- _TASK DETAILS_: Copy the records below word for word, leaving out the pictures.

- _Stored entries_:

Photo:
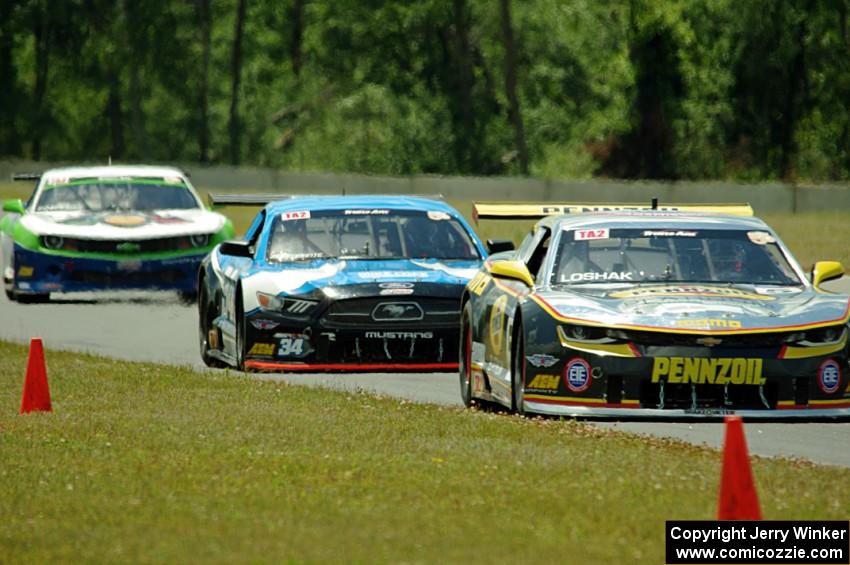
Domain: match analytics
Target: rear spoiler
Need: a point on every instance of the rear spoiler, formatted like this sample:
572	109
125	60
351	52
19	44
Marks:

- _FINAL RESULT_:
Photo:
Domain: match analytics
Target: rear spoiler
Need: a point on every instance of the rear spoiler, formatted like this sample:
572	109
125	60
351	52
19	44
Marks:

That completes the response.